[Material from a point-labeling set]
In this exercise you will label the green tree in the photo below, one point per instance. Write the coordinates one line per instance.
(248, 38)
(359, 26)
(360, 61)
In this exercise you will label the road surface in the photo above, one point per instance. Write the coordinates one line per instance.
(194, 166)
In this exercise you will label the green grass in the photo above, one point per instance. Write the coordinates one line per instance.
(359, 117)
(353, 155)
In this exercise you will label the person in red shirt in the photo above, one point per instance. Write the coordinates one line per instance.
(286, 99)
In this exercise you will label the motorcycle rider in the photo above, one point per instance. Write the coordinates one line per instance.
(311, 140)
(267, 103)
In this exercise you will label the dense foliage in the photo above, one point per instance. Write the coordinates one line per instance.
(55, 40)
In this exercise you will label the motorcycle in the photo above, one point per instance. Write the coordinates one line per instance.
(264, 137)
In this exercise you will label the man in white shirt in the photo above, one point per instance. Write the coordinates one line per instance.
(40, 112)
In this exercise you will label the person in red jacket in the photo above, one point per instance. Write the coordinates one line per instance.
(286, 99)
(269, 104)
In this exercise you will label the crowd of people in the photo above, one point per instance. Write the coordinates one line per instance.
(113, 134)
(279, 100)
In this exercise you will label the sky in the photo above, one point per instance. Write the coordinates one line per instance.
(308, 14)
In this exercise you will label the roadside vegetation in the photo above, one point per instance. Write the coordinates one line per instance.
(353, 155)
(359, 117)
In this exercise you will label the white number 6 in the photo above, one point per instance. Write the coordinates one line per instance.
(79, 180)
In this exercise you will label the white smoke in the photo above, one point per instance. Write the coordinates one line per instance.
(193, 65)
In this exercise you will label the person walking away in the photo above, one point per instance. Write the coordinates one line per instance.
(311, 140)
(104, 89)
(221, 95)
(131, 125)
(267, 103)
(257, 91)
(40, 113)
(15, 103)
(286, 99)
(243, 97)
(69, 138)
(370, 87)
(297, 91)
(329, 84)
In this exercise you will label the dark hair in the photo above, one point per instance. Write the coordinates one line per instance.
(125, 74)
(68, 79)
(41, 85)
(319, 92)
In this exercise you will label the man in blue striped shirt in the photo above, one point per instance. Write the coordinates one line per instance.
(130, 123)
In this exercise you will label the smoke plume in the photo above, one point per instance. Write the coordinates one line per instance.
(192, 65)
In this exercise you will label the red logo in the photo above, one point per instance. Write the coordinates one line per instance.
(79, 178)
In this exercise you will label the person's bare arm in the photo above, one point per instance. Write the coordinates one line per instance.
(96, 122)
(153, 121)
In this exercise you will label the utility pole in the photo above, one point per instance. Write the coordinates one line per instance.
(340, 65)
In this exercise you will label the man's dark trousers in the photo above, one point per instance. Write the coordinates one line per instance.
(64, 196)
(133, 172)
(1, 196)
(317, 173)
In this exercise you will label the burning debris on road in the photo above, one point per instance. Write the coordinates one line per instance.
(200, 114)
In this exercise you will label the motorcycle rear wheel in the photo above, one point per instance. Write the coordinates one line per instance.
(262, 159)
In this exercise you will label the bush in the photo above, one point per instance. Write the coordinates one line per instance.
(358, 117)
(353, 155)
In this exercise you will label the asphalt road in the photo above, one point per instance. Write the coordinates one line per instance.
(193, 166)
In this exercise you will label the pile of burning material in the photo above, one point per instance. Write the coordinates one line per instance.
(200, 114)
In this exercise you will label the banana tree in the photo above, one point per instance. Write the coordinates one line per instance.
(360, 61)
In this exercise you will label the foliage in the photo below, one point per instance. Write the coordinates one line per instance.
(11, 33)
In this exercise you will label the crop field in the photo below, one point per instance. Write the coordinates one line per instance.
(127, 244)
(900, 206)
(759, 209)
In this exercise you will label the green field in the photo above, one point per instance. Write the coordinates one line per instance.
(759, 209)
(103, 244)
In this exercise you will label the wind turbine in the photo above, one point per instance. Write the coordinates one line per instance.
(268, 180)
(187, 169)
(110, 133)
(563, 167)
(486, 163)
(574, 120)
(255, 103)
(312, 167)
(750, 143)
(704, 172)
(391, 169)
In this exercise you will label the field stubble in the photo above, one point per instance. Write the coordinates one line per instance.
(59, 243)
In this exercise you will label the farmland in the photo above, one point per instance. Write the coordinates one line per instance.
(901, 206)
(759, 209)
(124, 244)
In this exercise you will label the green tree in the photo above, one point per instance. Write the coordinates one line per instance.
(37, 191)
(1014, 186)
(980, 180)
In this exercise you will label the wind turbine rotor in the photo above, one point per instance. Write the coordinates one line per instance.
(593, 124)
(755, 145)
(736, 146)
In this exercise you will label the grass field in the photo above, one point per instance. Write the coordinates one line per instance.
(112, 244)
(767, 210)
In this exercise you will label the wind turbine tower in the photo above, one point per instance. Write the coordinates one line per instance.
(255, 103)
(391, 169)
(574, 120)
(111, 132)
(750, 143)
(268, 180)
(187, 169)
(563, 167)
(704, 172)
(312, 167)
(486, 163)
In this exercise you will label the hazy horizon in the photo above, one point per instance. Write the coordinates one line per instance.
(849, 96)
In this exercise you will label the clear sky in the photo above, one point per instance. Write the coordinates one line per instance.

REQUIRED WORK: Turn all of the material above into a Markdown table with the columns "No." and "Line," giving each line its own row number and leaving out any blank lines.

THE ANSWER:
| No. | Line |
|---|---|
| 1 | In this exercise you will label the green tree in the photo below, one point per instance. Write the coordinates one line per instance. |
| 2 | (248, 38) |
| 3 | (359, 26) |
| 4 | (360, 61) |
| 5 | In this exercise you will label the road surface in the photo above, one point per instance. Write the coordinates one line per instance. |
| 6 | (194, 166) |
| 7 | In this exercise you will label the green grass in the photo above, one point per instance. Write the coordinates one line per instance. |
| 8 | (359, 117) |
| 9 | (353, 155) |
| 10 | In this exercise you will label the person in red shirt in the photo above, one point per instance. Write the coordinates one line per instance. |
| 11 | (286, 99) |
| 12 | In this exercise you will label the motorcycle rider in the photo above, one point per instance. Write the coordinates one line per instance. |
| 13 | (311, 140) |
| 14 | (267, 103) |
| 15 | In this exercise you will label the dense foliage in the photo above, one point per instance. Write the coordinates one line per instance. |
| 16 | (55, 40) |
| 17 | In this exercise you will label the motorcycle in the photo above, one point per instance. Write the coordinates one line per instance. |
| 18 | (264, 137) |
| 19 | In this exercise you will label the man in white shirt in the photo above, one point per instance. Write the coordinates one line per instance. |
| 20 | (40, 112) |
| 21 | In this exercise you will label the person in red jacket in the photo above, one point per instance. Write the coordinates one line per instance. |
| 22 | (286, 99) |
| 23 | (269, 104) |
| 24 | In this exercise you will label the crowd of people in the photo above, one point per instance. Write the coordinates one line per instance. |
| 25 | (113, 134) |
| 26 | (279, 100) |
| 27 | In this exercise you will label the sky in the photo above, one point per instance. Write the coordinates one line per instance. |
| 28 | (308, 14) |
| 29 | In this exercise you will label the roadside vegetation in the photo above, one point per instance. Write the coordinates one line per instance. |
| 30 | (353, 155) |
| 31 | (359, 117) |
| 32 | In this exercise you will label the white number 6 in the photo above, one point per instance. Write the coordinates one line per instance. |
| 33 | (79, 180) |
| 34 | In this exercise you will label the white smoke in the photo above, one point per instance. Write the coordinates one line per instance. |
| 35 | (193, 65) |
| 36 | In this exercise you will label the person walking away in the photo above, one point per instance. Write the coordinates one line per instance. |
| 37 | (311, 140) |
| 38 | (104, 89) |
| 39 | (221, 95) |
| 40 | (131, 125) |
| 41 | (267, 103) |
| 42 | (257, 91) |
| 43 | (40, 113) |
| 44 | (15, 103) |
| 45 | (286, 99) |
| 46 | (243, 97) |
| 47 | (69, 138) |
| 48 | (370, 87) |
| 49 | (297, 91) |
| 50 | (329, 84) |
| 51 | In this exercise you will label the dark hair in the photo above, one point per instance. Write the coordinates one line per instance. |
| 52 | (125, 74) |
| 53 | (68, 79) |
| 54 | (41, 85) |
| 55 | (319, 92) |
| 56 | In this exercise you will label the man in blue striped shirt in the photo above, one point per instance. Write the coordinates one line per instance. |
| 57 | (130, 123) |
| 58 | In this exercise you will label the smoke plume in the photo above, one point per instance. Write the coordinates one line per instance. |
| 59 | (192, 65) |
| 60 | In this exercise you will label the red logo in the photo above, one point per instance. Write the coordinates one line per instance. |
| 61 | (79, 178) |
| 62 | In this exercise you will label the person's bare arm in the photo above, one point per instance. Write the coordinates one line per instance. |
| 63 | (96, 122) |
| 64 | (153, 121) |
| 65 | In this exercise you will label the utility pole in the photo above, one point per instance. Write the coordinates one line per instance. |
| 66 | (340, 65) |
| 67 | In this exercise you will label the man's dark trousers in the photo above, one point per instance. Write the coordinates one line per instance. |
| 68 | (64, 196) |
| 69 | (133, 172) |
| 70 | (1, 196) |
| 71 | (317, 173) |
| 72 | In this exercise you will label the burning debris on road in the photo above, one point per instance. Write the coordinates one line per instance. |
| 73 | (200, 114) |
| 74 | In this exercise you will label the motorcycle rear wheel in the photo above, one point per instance. Write the coordinates one line per instance. |
| 75 | (262, 159) |
| 76 | In this exercise you will label the bush in the photo above, one point per instance. Write the coordinates one line per instance. |
| 77 | (358, 117) |
| 78 | (353, 155) |
| 79 | In this exercise you will label the asphalt road in the photo above, one point per instance. Write the coordinates one line per instance. |
| 80 | (193, 166) |
| 81 | In this exercise you will label the pile of burning material in the photo above, one point per instance. Write the coordinates one line per instance. |
| 82 | (200, 114) |
| 83 | In this exercise you will label the banana tree in the photo above, one point per instance. Write the coordinates one line per instance. |
| 84 | (360, 61) |
| 85 | In this exercise you will label the foliage in the photo below, one point per instance. Write the coordinates one line per instance. |
| 86 | (11, 33) |
| 87 | In this exercise you will label the crop field in the photo below, one point per instance. Write the coordinates one line per instance. |
| 88 | (127, 244) |
| 89 | (900, 206) |
| 90 | (759, 209) |
| 91 | In this exercise you will label the green field in the photo above, one point per instance. Write the coordinates one line per instance. |
| 92 | (759, 209) |
| 93 | (103, 244) |
| 94 | In this exercise you will label the wind turbine in the photo above, one point per instance. Write the coordinates one line per instance. |
| 95 | (268, 180) |
| 96 | (187, 169) |
| 97 | (110, 133) |
| 98 | (563, 167) |
| 99 | (486, 163) |
| 100 | (574, 120) |
| 101 | (255, 103) |
| 102 | (312, 167) |
| 103 | (750, 143) |
| 104 | (704, 172) |
| 105 | (391, 169) |
| 106 | In this exercise you will label the field stubble in the photo above, one point per instance. Write the coordinates one line per instance. |
| 107 | (59, 243) |
| 108 | In this exercise you will label the farmland in the photo above, one point per instance. Write the coordinates one line per instance. |
| 109 | (901, 206) |
| 110 | (759, 209) |
| 111 | (124, 244) |
| 112 | In this exercise you will label the green tree in the photo above, one point per instance. Write the coordinates one line per instance. |
| 113 | (37, 191) |
| 114 | (1014, 186) |
| 115 | (980, 180) |
| 116 | In this exercise you will label the wind turbine rotor in the photo above, one point per instance. Write the coordinates one line per instance. |
| 117 | (593, 124) |
| 118 | (755, 145) |
| 119 | (736, 146) |
| 120 | In this exercise you will label the grass field in the photo above, one point per instance. Write the coordinates one line per instance. |
| 121 | (112, 244) |
| 122 | (767, 210) |
| 123 | In this exercise you will label the wind turbine tower in the photo above, one point per instance. Write the coordinates one line per instance. |
| 124 | (255, 103) |
| 125 | (391, 169) |
| 126 | (574, 120) |
| 127 | (111, 132) |
| 128 | (750, 143) |
| 129 | (268, 180) |
| 130 | (187, 169) |
| 131 | (563, 167) |
| 132 | (704, 172) |
| 133 | (312, 167) |
| 134 | (486, 163) |
| 135 | In this exercise you will label the hazy horizon in the photo above, one point per instance. Write the coordinates one line per instance. |
| 136 | (849, 96) |
| 137 | In this exercise you will label the clear sky in the photo above, one point per instance. Write the coordinates one line per instance. |